**Aim 1:** Pick out every row that contains the word "grassy".

**Supplied text:**
[start]

A tear rolled down my cheek as I read the last page of the book. My heart breaks for the Walls children.

My old high school classmate and good friend, Jeanne Salunga, suggested I read Glass Castle by Jeannette Walls. I haven't been reading a lot of books lately. With the nature of my work, I hardly have functioning eyeballs at the end of the day. That's why I stick with magazines. Right now, I'm into "Women's Health," which features healthy-looking women that don't send me into a deep depression.

Going back to Glass Castle, I was able to borrow a copy from the public library. It must really be a good book. I had to submit a hold request so the library can reserve it for me as soon it is returned.

Glass Castle is a true story of a woman whose nomadic life as a child was fraught with unspeakable poverty. She described how they would often go hungry. At 5, she and her brother discovered the treasures that the dumpster could bring and rejoiced each time they found half eaten chocolate bars and moldy sandwiches. She also wrote about sleeping in cardboard boxes during the cold, cold winters in a dilapidated house that had no heating or insulation. What is different about her story is that the poverty was inflicted on her and her siblings by her non-conformist parents, whose idea of rearing children bordered on madness. Page after page, Walls catalogued the nightmares that were her childhood. Amazingly, even when she found out later on that her mother owned lands that could have brought them millions of dollars and a comfortable life, there is no bitterness.

My greatest takeaway from this memoir is the reminder that life is what we make it. There is no place for self-pity or finger-pointing. Jeannette Walls' parents stood, with conviction, by the life they chose for themselves. And they were happy. The children were not, so that one by one, they escaped that life and made new ones for themselves. It was a decision they made and they took steps to make it happen.

There are times when I question myself why I stay in a foreign land. Why I endure the loneliness of being away from family and friends. Why I put up with being a second class citizen. Then I am reminded. This is the life I chose for me.

Scene

I was sitting mindlessly in the car, waiting for the light to turn green when three elderly men caught my eye. All three were shabbily dressed, their hair graying from age and dirt. They carried plastic bags over their shoulders and unused ones hung by their back pockets. Two of them headed for the garbage can at the entrance of the public park. As one of them rummaged through the trash, another one waited, as if anticipating a treat. The third was a few feet away, distracted by something else.

[end]

**Aim 2:** In the Glass Castle post, list each thing the writer questions in the paragraph that begins "There are times when I question myself."

**Exercise inputs:**
[start]

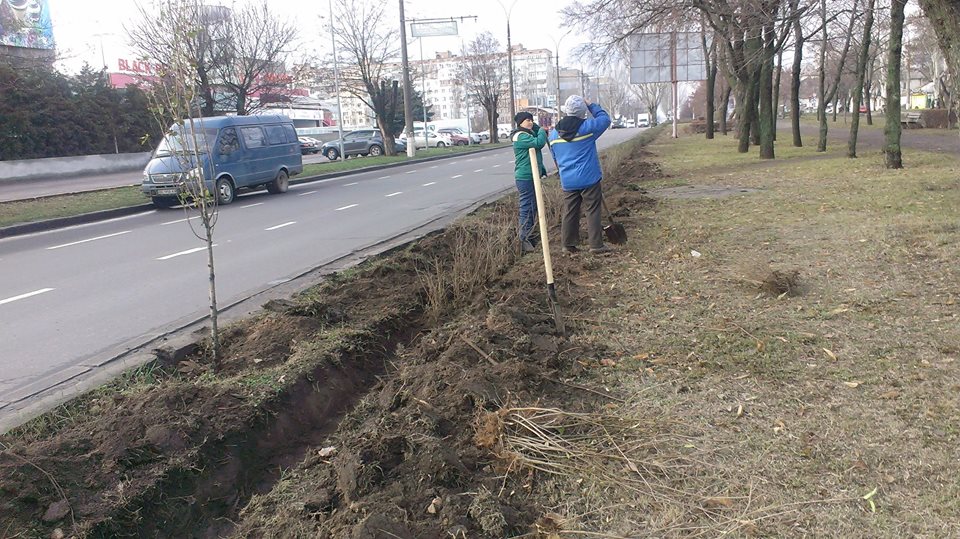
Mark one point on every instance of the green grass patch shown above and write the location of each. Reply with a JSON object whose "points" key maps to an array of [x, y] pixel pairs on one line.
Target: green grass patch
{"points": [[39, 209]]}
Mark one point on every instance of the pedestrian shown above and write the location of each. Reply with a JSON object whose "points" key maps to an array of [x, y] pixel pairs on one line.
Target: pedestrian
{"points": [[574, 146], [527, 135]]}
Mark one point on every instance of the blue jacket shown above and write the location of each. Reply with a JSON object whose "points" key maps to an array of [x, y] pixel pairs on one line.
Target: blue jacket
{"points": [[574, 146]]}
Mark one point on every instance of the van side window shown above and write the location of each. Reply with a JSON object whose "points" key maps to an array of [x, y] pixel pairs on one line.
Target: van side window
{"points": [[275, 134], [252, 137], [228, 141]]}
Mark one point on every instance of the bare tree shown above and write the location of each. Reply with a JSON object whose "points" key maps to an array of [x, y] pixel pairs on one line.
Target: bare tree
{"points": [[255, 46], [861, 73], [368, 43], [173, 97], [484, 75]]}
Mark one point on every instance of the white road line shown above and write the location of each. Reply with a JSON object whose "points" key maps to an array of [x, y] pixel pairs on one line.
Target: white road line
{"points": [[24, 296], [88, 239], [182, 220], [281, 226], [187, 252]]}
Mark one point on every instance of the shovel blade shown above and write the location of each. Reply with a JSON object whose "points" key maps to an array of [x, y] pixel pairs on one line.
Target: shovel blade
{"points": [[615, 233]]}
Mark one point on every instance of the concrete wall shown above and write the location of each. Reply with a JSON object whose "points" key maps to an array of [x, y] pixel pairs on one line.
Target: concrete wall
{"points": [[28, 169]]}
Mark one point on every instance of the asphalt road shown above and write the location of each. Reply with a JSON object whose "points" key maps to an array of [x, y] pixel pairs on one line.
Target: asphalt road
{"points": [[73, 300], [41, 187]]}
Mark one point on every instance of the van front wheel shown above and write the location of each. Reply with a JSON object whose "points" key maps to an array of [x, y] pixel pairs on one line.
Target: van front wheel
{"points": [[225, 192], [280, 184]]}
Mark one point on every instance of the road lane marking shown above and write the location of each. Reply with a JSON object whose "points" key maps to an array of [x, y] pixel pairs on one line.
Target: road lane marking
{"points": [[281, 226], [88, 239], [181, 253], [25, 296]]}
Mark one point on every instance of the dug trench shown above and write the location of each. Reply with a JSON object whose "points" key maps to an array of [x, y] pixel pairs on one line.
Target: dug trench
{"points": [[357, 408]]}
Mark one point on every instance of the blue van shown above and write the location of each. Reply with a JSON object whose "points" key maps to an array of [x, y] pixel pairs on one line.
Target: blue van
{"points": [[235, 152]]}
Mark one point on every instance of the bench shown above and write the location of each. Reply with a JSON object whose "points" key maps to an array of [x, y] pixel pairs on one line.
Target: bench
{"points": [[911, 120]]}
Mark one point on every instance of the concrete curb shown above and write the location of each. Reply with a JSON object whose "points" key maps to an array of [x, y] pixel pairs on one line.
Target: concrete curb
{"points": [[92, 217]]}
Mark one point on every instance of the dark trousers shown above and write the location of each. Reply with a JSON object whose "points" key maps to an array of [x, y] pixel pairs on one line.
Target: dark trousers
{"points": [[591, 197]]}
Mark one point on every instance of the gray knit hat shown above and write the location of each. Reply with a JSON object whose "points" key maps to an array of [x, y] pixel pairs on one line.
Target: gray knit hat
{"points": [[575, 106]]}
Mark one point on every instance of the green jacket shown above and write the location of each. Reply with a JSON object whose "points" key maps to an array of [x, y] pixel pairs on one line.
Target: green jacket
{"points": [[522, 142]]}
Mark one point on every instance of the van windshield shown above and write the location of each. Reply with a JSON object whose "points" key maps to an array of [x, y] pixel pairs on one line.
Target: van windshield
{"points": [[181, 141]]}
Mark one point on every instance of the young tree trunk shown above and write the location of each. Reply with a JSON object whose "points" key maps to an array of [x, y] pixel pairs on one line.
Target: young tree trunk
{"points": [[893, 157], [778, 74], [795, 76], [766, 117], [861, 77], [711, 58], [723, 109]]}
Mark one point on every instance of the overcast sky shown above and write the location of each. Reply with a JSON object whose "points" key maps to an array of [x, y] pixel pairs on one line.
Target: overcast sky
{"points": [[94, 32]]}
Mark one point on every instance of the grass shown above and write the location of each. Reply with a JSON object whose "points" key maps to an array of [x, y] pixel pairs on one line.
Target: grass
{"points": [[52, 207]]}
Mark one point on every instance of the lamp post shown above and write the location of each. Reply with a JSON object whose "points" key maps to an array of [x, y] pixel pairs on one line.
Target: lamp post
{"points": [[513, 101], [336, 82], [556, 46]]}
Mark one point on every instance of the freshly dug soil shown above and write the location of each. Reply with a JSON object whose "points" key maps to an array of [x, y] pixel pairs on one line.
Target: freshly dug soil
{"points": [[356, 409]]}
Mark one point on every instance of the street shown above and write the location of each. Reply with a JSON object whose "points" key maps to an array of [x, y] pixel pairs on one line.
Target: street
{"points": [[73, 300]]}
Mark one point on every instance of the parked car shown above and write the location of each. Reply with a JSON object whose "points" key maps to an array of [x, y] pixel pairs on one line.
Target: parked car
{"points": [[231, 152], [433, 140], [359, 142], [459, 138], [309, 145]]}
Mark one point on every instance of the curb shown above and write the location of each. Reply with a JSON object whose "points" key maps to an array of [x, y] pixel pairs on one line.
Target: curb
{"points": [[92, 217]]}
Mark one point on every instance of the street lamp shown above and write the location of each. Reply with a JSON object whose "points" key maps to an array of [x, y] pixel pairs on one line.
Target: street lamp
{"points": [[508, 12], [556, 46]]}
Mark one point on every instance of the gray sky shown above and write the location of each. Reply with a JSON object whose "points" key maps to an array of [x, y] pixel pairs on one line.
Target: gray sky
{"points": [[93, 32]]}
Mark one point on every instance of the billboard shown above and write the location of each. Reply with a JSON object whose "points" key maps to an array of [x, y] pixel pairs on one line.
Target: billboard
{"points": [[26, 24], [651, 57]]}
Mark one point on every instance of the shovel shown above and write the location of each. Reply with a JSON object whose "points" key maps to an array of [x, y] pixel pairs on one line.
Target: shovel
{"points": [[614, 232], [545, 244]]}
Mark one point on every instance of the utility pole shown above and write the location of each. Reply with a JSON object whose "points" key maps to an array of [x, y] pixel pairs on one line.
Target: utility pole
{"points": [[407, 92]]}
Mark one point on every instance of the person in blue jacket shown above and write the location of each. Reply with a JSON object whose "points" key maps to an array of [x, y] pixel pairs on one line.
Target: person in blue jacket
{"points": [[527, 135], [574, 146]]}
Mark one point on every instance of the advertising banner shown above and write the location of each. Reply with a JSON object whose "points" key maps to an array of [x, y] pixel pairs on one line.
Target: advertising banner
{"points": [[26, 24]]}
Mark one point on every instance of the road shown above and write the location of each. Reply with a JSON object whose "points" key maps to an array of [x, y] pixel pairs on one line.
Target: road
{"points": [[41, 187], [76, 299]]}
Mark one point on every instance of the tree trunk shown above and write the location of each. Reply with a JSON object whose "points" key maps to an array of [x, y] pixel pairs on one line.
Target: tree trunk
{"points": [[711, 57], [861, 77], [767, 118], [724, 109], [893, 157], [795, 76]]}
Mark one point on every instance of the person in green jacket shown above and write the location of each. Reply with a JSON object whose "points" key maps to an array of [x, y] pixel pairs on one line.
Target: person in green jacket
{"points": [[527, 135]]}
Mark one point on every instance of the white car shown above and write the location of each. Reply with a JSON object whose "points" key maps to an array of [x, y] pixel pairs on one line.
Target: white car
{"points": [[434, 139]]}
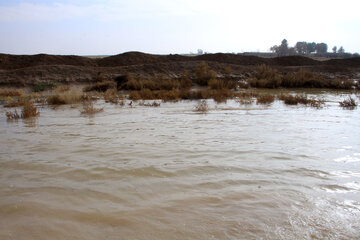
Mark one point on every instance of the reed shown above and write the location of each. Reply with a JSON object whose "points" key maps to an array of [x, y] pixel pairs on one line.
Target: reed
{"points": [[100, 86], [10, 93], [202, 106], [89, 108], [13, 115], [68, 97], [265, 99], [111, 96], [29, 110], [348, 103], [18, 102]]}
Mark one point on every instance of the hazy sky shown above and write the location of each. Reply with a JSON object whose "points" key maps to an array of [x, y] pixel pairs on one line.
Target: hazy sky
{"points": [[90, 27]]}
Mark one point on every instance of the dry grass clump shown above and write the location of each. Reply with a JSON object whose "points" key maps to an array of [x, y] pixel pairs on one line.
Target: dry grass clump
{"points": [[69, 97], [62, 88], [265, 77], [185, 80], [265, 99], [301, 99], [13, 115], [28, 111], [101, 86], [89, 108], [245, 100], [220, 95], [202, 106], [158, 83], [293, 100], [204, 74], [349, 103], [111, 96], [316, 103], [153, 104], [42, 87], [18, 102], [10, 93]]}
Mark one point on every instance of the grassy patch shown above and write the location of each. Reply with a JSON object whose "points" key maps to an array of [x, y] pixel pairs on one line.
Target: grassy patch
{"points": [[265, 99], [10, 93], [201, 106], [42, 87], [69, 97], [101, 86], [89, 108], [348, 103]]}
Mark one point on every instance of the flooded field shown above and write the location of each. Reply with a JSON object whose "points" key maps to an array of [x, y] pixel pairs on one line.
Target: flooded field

[end]
[start]

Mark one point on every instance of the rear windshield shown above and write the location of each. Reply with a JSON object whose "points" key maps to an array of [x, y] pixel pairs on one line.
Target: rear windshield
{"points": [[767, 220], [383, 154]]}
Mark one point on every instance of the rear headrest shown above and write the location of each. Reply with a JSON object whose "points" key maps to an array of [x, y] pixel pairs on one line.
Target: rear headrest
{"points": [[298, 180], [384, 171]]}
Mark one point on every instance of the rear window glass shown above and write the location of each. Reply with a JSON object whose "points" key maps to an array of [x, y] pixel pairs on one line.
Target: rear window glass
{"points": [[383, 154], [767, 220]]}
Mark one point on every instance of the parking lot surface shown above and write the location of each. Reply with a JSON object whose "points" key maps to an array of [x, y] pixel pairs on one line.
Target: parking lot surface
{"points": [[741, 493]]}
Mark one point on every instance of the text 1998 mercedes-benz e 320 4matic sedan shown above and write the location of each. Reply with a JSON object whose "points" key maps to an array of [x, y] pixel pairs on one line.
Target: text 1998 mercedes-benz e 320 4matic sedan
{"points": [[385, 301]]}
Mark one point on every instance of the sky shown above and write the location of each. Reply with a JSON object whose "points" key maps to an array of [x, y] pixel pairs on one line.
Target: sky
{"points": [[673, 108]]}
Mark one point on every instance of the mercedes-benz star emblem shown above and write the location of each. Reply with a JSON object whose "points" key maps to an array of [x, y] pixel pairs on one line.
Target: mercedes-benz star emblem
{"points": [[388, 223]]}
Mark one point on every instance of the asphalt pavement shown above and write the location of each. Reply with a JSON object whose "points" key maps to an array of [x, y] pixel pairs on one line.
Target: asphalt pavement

[end]

**Worked answer 1:**
Mark one point on every instance of the grassy patch shown above and write the location of each. Reply with a JSON object whose "points" key maps to an array of [x, y] pixel pairs on one line.
Target: grassy patch

**Worked answer 2:**
- staying in a foreign land
- enduring the loneliness of being away from family and friends
- putting up with being a second class citizen